> Aim of the task
Everything from the first line of the entries through the line containing "target | american airlines airplane" is to be retyped exactly, and nothing beyond it.

> Data to examine
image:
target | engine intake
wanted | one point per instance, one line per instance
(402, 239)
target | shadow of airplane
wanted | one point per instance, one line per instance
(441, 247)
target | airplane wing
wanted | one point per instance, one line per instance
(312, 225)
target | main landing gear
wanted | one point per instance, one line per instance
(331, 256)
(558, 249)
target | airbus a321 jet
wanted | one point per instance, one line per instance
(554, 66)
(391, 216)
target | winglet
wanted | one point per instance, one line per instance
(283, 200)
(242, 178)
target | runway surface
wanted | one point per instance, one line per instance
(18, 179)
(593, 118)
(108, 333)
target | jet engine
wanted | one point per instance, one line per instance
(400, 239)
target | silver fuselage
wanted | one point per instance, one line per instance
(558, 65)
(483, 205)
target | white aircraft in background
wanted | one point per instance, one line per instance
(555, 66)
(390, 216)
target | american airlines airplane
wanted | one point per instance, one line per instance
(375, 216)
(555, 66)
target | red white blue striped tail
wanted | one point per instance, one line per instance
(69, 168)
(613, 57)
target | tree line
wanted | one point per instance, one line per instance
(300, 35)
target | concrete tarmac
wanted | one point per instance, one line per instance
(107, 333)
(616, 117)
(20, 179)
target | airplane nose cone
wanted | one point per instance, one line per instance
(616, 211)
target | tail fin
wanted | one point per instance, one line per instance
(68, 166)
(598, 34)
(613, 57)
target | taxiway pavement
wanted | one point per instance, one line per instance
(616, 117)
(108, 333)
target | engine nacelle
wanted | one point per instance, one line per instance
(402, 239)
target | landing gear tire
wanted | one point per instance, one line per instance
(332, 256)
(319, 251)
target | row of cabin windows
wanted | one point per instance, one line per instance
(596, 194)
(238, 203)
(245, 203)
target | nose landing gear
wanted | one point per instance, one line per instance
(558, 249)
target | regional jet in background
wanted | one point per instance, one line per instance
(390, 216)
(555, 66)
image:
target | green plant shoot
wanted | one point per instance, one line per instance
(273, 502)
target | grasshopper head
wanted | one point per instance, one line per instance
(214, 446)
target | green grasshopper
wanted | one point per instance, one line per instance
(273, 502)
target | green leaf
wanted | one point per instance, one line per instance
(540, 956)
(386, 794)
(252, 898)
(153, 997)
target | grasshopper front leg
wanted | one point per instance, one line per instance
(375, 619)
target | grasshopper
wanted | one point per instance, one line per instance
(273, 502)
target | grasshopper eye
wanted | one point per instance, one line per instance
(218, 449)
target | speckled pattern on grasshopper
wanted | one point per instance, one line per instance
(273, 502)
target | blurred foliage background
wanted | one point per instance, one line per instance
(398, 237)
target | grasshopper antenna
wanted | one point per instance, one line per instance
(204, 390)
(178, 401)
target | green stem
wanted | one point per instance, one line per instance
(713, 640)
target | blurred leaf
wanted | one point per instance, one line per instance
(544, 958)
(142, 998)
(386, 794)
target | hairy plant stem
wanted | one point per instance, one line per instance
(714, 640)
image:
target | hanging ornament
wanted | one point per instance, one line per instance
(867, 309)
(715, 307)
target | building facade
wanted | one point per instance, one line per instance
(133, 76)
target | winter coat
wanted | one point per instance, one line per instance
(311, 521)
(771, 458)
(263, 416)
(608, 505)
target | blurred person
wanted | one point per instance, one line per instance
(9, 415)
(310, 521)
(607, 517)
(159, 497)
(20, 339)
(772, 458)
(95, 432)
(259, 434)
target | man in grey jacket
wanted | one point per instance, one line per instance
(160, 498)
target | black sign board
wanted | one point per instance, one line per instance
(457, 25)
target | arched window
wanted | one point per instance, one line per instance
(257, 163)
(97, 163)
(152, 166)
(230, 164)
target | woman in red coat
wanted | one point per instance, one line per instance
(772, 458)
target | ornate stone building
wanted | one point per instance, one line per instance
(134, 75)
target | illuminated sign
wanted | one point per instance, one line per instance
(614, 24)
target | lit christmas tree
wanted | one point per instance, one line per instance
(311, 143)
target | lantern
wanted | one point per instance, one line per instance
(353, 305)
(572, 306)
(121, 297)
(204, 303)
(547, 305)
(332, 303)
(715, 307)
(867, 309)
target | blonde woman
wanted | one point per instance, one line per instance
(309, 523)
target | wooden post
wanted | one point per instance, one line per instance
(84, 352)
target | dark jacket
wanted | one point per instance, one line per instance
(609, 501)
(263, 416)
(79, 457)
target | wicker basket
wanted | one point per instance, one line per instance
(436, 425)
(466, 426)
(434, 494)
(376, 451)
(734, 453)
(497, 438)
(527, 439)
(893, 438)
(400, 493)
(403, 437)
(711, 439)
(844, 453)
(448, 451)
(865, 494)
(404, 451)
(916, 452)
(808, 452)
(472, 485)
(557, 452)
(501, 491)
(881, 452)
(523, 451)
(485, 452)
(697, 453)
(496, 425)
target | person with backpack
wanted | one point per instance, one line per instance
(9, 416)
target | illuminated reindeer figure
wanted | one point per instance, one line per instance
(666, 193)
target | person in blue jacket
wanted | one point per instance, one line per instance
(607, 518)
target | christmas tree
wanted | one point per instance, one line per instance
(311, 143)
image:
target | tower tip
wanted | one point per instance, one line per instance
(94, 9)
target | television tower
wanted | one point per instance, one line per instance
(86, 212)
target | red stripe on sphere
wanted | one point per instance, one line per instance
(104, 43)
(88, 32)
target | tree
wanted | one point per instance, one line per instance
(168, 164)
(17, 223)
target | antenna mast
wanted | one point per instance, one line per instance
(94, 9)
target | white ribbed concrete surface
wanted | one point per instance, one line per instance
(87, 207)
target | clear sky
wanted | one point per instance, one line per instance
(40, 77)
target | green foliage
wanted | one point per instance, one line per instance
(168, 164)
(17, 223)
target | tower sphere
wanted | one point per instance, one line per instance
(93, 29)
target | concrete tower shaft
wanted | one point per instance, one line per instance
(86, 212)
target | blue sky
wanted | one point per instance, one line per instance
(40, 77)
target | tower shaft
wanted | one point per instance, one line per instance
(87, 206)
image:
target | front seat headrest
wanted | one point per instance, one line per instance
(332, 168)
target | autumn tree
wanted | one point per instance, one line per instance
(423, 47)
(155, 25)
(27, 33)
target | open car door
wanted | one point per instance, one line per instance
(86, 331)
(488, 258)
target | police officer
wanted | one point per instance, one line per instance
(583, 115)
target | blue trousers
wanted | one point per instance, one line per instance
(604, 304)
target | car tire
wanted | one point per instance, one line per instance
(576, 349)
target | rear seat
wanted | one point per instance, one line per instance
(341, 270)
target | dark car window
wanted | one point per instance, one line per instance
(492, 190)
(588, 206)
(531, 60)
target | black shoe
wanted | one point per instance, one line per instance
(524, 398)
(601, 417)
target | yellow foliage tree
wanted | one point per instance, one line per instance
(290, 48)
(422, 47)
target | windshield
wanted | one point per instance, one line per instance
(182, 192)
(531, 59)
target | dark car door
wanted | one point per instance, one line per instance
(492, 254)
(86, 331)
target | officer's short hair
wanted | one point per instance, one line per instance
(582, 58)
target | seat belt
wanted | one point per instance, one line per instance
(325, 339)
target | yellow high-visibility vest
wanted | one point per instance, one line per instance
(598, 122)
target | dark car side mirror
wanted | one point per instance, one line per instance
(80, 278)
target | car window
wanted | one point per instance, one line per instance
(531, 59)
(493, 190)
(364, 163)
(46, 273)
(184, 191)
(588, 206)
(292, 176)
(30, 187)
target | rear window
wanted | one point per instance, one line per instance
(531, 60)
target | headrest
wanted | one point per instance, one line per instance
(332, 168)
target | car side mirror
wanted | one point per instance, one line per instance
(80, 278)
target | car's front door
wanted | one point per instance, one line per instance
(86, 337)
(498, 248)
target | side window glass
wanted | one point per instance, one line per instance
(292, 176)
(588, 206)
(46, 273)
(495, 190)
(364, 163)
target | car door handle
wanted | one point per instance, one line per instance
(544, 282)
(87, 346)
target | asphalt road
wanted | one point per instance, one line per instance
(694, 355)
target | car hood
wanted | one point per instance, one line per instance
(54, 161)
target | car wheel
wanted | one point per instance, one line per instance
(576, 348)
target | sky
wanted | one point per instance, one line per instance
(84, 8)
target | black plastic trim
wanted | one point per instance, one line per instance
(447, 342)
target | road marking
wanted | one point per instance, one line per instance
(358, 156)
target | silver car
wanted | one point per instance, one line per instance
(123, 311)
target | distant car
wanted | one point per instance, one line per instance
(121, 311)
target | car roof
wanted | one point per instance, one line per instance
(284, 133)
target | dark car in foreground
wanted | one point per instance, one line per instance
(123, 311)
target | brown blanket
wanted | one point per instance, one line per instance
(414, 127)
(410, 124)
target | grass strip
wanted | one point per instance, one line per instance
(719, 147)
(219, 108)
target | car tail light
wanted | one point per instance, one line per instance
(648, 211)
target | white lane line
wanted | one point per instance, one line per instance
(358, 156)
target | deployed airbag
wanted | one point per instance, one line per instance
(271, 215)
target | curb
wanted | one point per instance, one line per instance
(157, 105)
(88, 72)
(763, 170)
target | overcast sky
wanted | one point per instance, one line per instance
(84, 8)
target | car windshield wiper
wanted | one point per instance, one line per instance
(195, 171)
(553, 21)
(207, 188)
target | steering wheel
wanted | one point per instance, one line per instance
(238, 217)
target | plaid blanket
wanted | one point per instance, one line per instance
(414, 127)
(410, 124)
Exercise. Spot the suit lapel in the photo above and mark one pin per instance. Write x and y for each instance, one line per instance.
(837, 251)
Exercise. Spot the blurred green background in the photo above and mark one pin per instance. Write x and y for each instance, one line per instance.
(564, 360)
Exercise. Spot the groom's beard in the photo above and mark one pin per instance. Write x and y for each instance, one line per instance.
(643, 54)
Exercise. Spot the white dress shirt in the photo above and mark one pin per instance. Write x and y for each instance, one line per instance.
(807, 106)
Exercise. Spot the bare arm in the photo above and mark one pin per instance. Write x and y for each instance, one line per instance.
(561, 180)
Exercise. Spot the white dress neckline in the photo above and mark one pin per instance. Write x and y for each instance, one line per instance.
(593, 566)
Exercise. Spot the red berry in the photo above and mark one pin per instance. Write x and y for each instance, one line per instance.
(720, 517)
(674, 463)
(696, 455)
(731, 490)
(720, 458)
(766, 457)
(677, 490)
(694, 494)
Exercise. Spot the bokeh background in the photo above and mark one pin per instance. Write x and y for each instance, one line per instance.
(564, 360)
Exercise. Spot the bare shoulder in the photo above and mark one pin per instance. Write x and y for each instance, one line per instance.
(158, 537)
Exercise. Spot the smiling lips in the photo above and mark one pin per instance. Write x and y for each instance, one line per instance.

> Answer
image:
target | engine intake
wanted | one point per instance, one line per instance
(402, 239)
target | shadow of airplane
wanted | one point per instance, one line per instance
(441, 247)
target | airplane wing
wanted | one point per instance, one line per instance
(312, 225)
target | main landing gear
wanted | one point per instance, one line per instance
(331, 256)
(558, 249)
target | airbus a321 jet
wanted | one point per instance, one line per instance
(554, 66)
(391, 216)
target | winglet
wanted | one point per instance, one line per instance
(283, 200)
(242, 178)
target | runway surface
wanted | one point per instance, one line per instance
(18, 179)
(593, 118)
(108, 333)
target | jet engine
wanted | one point per instance, one line per instance
(400, 239)
target | silver fuselage
wanted | one point per instance, one line per instance
(558, 65)
(483, 205)
target | white aircraft in background
wanted | one point per instance, one line per instance
(555, 66)
(390, 216)
target | american airlines airplane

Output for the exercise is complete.